**WHAT IS EXPECTED:** Copy the items below from the line with "Task: find the sandy" to the line with "Task: find the child", including both of those lines and every request within that span. In each answer, shift the point coordinates by adding 44 to every number.

**MATERIAL SUPPLIED:**
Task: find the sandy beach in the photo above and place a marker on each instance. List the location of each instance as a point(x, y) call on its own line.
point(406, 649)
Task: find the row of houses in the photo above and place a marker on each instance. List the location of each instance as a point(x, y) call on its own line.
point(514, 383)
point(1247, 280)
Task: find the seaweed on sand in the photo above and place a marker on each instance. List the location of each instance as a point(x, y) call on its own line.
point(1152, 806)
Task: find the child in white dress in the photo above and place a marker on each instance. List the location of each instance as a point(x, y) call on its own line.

* * *

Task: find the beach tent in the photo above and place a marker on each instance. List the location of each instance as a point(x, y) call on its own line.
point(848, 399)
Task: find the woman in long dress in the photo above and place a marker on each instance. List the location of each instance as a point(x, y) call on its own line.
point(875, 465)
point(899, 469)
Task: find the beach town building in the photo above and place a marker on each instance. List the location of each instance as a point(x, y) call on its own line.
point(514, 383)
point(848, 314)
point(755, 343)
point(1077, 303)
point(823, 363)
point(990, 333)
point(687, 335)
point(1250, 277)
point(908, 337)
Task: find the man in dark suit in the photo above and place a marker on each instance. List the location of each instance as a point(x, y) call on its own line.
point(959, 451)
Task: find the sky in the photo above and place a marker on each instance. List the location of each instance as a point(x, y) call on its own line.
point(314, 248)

**TASK ANSWER:**
Task: find the sandy beach in the photo above and place a marker on each instance. List the location of each instance as a point(x, y) call on its own line.
point(450, 693)
Task: find the row of houses in the photo above and place a marker on each instance. List the location of each instance as a point(x, y) call on its own line.
point(558, 427)
point(1291, 324)
Task: find the seaweed on sand in the photo above and place a marker on each instance. List the location of each instance as a point(x, y) call on its own line.
point(1196, 850)
Task: find the child in white dress in the photo above and place a marker on each instance. List the location of each instance as a point(x, y) call on its own line.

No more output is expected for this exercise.